Input data
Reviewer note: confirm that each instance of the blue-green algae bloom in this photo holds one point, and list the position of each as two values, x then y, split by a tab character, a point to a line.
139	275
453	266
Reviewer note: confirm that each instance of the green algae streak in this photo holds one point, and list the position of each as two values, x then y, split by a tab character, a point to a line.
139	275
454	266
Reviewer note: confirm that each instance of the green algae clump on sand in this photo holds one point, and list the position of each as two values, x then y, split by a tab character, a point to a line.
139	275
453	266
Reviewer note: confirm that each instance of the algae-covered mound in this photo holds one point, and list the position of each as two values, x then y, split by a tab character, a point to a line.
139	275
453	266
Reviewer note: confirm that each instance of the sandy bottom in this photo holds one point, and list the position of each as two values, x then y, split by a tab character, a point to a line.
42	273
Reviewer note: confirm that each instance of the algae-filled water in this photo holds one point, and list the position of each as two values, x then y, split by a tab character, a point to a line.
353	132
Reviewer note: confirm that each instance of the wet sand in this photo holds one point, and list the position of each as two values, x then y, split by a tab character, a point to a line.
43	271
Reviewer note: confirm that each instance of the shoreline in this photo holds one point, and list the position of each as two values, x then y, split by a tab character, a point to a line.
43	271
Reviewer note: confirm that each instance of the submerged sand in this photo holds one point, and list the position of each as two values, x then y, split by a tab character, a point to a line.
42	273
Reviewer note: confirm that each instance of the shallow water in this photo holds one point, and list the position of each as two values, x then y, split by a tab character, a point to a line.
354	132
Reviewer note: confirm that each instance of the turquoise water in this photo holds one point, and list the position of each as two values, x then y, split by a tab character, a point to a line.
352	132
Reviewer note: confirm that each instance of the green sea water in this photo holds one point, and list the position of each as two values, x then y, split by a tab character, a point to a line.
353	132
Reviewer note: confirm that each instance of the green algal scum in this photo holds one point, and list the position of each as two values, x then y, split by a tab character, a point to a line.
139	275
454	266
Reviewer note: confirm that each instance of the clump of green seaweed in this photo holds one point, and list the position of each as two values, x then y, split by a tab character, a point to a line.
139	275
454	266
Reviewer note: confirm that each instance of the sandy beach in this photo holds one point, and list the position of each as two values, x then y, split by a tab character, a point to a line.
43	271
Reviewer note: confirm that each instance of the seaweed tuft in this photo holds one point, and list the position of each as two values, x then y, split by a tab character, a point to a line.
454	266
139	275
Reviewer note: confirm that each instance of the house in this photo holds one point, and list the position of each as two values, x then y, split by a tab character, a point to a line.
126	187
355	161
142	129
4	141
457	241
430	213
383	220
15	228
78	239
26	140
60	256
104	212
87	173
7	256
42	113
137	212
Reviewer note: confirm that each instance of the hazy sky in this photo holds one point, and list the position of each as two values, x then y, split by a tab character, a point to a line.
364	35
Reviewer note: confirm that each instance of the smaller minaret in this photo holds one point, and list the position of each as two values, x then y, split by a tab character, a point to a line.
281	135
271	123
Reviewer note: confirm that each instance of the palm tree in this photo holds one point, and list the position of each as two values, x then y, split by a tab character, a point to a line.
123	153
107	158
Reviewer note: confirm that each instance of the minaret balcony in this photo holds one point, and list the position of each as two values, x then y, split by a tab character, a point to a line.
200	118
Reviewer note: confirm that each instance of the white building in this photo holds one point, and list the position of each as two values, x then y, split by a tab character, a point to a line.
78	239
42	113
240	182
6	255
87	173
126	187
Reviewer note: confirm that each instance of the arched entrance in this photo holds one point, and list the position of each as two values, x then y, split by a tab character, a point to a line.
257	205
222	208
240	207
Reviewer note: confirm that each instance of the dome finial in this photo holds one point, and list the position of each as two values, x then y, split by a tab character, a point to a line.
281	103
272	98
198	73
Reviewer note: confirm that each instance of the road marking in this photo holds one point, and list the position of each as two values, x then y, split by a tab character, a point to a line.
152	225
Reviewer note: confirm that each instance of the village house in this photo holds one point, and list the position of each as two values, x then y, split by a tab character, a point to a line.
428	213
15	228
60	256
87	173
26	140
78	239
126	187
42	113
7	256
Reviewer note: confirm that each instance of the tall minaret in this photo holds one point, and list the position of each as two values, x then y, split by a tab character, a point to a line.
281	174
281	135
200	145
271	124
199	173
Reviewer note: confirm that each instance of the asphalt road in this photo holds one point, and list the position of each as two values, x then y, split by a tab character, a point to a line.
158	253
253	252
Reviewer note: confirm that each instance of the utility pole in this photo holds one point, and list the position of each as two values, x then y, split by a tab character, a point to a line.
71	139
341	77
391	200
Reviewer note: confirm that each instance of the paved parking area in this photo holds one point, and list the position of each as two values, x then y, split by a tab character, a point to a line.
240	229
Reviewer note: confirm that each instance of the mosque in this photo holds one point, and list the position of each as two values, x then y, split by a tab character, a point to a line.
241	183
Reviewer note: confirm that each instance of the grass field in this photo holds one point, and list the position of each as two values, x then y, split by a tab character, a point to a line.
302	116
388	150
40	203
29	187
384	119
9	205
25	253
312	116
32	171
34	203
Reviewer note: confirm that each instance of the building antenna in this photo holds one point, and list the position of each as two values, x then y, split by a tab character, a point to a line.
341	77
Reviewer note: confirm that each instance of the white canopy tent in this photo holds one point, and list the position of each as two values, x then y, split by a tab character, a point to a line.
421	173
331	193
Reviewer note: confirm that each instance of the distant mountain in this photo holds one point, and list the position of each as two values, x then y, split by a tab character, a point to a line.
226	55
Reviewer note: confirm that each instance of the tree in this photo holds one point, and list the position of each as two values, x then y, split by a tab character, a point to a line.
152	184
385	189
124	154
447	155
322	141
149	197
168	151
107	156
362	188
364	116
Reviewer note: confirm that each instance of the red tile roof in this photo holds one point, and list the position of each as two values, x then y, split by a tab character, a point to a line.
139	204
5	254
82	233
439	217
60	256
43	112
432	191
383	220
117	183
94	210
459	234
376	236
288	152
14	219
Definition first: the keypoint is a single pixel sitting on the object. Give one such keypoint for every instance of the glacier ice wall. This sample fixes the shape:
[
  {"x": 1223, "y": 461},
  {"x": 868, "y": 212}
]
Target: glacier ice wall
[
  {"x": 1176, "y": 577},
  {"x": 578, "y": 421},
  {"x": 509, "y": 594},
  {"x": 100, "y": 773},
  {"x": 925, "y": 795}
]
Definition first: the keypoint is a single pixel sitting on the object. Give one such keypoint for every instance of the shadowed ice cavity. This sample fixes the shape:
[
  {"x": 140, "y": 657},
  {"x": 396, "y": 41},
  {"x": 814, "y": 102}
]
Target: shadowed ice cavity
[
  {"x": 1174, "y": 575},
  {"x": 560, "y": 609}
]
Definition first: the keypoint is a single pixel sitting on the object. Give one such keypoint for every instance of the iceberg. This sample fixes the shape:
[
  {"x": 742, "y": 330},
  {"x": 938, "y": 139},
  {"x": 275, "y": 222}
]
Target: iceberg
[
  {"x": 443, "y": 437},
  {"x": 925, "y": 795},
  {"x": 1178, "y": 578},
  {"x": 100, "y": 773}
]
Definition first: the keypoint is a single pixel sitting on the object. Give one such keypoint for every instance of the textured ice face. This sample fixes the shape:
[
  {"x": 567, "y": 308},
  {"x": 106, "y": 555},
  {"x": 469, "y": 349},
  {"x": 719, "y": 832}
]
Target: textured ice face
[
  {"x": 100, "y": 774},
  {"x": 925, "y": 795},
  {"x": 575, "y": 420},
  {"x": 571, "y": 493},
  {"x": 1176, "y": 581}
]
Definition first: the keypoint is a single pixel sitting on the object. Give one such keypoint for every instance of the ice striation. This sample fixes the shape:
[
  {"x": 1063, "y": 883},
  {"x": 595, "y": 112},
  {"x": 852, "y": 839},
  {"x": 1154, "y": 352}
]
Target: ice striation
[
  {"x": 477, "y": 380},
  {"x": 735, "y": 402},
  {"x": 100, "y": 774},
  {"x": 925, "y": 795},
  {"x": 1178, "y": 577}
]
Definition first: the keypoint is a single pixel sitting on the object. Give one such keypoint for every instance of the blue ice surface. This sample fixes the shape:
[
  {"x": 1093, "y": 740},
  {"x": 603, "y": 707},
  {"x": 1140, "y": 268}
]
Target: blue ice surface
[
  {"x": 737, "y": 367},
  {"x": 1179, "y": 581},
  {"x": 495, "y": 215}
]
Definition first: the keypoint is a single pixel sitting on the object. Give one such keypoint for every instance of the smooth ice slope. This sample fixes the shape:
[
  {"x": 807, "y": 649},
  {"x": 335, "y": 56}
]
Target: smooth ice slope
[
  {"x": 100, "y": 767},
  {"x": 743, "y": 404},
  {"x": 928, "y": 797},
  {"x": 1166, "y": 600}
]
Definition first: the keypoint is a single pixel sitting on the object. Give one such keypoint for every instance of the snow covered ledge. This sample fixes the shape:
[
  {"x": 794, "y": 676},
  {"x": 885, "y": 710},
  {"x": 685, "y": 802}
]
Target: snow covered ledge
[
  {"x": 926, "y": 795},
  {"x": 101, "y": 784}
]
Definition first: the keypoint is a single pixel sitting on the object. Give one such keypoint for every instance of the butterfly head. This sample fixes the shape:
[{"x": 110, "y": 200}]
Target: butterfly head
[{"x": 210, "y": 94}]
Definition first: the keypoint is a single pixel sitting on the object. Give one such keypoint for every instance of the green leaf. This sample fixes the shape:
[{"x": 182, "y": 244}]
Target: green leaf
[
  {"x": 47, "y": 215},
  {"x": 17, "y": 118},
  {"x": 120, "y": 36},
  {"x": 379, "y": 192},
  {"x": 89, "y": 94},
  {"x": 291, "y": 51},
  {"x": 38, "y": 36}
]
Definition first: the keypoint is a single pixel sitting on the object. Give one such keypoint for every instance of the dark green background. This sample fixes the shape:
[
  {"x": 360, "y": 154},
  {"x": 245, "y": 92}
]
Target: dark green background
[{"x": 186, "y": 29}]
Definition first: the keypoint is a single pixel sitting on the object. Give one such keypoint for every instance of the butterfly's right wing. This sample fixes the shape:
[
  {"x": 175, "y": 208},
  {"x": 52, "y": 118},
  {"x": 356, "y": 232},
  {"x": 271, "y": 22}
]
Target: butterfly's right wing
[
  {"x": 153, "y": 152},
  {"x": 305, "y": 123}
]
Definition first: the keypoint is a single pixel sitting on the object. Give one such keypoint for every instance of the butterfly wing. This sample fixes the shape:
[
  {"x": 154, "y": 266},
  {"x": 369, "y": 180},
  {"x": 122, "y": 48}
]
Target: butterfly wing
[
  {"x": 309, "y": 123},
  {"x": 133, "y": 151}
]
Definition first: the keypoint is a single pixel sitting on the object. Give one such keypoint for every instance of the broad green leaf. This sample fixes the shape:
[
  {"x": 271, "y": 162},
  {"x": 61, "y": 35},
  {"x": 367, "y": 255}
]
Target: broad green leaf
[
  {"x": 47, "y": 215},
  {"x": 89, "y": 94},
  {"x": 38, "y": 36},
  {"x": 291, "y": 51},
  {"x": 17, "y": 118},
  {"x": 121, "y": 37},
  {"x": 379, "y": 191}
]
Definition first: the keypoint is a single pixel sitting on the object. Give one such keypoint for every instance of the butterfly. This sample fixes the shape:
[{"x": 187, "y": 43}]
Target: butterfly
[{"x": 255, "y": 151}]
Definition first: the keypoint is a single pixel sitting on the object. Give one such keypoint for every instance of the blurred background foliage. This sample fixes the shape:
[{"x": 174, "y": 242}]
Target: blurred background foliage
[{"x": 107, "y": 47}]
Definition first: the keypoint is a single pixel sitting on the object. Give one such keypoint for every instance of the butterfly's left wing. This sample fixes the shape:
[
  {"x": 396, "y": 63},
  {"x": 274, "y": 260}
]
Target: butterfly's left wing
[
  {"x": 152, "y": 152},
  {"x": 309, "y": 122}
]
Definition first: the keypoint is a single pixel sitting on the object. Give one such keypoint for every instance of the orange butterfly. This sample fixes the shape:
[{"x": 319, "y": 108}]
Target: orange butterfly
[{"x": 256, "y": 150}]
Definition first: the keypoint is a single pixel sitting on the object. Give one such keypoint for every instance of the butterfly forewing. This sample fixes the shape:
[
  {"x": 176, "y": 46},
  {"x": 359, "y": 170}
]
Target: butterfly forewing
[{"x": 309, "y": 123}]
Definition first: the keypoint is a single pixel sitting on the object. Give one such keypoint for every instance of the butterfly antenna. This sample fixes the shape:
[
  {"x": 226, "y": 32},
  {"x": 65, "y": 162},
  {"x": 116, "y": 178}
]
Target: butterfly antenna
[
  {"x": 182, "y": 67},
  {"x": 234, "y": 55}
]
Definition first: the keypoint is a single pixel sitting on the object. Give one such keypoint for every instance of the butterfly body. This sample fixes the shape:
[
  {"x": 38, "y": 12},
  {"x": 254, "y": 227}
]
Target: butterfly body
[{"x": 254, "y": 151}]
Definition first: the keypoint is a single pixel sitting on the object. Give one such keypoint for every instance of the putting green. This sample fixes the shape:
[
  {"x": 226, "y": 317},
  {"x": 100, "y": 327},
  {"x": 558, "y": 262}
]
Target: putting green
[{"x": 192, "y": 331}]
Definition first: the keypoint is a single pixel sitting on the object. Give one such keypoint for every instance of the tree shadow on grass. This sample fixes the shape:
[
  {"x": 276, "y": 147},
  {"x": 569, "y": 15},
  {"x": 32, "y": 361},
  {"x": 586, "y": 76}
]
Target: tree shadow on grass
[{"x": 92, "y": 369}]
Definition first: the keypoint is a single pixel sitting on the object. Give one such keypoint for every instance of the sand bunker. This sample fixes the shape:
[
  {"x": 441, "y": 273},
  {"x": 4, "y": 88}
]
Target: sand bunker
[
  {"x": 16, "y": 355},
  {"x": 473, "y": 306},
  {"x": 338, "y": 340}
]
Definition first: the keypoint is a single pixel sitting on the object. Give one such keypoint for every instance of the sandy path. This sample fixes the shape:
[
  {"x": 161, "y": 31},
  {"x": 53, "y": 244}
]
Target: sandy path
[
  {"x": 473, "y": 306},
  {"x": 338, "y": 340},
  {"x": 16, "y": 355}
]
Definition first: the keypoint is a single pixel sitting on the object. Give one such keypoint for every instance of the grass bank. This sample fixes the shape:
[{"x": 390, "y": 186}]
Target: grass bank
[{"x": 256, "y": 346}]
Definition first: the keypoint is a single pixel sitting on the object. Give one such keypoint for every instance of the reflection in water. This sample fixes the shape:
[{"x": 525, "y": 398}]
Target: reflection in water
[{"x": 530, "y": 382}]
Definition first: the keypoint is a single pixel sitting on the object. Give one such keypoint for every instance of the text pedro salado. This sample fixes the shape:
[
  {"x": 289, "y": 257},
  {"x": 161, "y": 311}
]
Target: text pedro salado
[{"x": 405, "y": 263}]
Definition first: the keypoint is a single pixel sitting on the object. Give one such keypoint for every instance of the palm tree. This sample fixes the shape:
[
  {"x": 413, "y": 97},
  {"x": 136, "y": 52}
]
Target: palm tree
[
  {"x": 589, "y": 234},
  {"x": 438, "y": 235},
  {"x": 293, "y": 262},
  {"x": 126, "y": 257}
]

Exercise details
Wherever the line holding "the sand bunker." falls in the entries above, copy exactly from it through the line holding "the grass bank.", inclusive, and add nothing.

The answer
Definition first: the keypoint is a single pixel sitting on the object. Give one such keypoint for every instance of the sand bunker. This sample fixes the shape:
[
  {"x": 441, "y": 273},
  {"x": 4, "y": 88}
]
Target: sand bunker
[
  {"x": 16, "y": 355},
  {"x": 473, "y": 306},
  {"x": 338, "y": 340}
]
Definition first: the keypoint is a single pixel sitting on the object. Give one such keypoint for every instance of the sandy path. This sample fixes the shape:
[
  {"x": 161, "y": 31},
  {"x": 53, "y": 244}
]
Target: sandy path
[
  {"x": 473, "y": 306},
  {"x": 338, "y": 340},
  {"x": 16, "y": 355}
]
Definition first: the keypoint is a single pixel sitting on the object. Give one such keypoint for every instance of the grass bank. This sample fixes the shape:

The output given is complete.